Set task:
How many lines in the listing below contain the word "plant"? Reply with the number alone.

## BEGIN Data to use

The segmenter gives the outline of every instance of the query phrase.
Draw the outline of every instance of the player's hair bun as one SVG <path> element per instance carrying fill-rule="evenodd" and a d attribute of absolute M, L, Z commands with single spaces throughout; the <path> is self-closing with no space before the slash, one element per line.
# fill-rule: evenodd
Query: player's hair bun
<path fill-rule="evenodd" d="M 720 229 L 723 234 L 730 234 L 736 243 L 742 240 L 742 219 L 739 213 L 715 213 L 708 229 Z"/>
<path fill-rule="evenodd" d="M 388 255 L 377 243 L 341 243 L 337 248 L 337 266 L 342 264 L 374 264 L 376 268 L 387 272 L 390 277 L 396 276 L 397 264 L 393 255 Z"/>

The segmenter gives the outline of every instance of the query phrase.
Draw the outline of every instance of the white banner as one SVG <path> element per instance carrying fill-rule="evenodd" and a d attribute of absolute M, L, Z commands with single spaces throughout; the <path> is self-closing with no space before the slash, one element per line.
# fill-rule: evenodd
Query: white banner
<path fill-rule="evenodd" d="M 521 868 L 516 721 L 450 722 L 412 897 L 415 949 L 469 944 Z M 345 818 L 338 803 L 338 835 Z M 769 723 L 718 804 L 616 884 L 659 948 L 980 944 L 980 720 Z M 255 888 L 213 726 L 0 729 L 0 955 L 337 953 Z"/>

## END Data to use
## BEGIN Data to use

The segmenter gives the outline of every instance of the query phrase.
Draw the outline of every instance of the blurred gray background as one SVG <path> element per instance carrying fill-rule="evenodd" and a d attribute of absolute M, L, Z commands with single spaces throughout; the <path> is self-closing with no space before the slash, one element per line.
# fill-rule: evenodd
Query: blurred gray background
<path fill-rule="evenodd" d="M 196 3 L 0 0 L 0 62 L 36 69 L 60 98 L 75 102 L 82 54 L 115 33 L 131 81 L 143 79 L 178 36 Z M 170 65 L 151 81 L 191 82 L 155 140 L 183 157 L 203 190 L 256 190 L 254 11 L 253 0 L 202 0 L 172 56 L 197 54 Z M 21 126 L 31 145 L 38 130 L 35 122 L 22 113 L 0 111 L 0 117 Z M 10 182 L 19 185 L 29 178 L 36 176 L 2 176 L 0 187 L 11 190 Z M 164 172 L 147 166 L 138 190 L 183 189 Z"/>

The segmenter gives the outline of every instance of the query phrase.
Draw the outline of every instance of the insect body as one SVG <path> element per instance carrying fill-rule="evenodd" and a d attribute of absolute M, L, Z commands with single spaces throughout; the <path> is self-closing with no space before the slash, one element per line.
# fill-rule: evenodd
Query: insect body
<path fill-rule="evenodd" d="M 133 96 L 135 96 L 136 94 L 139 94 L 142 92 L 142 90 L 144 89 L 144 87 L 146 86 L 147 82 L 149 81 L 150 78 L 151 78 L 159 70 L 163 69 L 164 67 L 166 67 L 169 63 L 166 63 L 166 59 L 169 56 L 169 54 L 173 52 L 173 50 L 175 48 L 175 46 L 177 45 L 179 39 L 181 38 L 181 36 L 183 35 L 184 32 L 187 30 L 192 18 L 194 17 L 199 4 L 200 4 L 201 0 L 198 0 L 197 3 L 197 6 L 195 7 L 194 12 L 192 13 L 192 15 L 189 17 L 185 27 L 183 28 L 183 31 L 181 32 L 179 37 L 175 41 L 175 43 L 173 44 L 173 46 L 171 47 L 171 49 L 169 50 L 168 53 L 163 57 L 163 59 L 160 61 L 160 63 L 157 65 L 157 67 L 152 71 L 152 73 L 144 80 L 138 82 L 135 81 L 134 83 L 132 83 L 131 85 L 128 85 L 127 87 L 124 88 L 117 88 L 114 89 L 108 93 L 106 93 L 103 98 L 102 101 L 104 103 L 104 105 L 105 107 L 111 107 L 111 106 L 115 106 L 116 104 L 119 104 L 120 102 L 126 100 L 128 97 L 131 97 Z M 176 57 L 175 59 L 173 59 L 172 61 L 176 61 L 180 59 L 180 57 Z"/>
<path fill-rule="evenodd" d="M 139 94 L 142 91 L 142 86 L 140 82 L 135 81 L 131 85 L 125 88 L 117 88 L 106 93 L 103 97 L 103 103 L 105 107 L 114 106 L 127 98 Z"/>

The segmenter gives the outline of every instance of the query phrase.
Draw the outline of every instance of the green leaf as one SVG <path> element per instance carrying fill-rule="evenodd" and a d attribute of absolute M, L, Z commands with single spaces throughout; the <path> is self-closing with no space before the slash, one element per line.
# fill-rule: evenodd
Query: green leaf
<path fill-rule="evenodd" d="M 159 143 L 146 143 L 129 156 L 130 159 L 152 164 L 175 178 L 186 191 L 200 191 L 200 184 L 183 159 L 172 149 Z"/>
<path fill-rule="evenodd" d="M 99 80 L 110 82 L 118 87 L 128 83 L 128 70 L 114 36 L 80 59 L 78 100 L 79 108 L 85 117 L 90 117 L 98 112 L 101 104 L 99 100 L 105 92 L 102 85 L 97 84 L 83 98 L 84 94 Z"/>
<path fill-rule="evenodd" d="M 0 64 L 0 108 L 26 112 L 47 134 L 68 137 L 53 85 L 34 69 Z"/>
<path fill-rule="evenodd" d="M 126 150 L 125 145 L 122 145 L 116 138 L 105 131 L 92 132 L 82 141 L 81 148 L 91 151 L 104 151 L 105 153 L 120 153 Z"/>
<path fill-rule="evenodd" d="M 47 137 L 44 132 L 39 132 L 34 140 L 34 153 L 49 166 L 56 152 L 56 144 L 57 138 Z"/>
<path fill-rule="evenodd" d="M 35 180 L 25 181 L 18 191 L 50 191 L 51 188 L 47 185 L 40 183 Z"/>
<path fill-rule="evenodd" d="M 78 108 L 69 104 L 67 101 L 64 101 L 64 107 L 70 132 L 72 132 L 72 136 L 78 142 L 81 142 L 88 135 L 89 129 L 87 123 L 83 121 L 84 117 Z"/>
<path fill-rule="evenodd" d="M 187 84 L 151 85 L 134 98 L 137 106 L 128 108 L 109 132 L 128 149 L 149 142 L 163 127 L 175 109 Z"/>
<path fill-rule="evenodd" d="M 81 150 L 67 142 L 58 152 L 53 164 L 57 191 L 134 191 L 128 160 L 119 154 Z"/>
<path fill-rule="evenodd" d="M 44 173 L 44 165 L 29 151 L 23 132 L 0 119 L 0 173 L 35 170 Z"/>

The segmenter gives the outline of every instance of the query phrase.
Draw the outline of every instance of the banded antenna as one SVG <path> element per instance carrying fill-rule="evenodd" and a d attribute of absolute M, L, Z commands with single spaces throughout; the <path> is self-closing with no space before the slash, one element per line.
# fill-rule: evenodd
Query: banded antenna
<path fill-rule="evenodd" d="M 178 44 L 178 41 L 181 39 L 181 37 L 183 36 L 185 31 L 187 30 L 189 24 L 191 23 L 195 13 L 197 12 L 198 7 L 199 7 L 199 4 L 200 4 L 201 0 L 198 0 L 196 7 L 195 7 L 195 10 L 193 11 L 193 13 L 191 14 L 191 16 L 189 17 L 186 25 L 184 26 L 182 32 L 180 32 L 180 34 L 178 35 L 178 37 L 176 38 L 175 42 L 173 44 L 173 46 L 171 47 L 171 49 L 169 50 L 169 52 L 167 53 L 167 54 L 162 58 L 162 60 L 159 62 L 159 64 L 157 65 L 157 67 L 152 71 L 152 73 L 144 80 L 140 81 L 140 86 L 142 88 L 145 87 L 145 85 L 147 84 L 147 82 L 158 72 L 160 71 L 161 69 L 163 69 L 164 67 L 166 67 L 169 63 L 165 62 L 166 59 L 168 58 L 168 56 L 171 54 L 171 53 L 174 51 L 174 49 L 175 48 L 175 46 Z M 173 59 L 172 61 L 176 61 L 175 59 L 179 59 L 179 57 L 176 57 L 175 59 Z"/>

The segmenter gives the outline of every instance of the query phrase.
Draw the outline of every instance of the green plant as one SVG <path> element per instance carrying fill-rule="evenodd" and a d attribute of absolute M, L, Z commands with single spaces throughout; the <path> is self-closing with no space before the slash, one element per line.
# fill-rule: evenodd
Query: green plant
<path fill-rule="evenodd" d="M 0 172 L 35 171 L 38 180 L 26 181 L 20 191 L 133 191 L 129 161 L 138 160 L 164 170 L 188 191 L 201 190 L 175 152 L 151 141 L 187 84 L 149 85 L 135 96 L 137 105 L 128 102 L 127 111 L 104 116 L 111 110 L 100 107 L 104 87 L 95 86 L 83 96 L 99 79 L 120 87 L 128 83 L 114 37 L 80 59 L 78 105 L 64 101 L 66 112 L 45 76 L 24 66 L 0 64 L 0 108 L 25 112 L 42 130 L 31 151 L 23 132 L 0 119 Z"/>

## END Data to use

Written answer:
2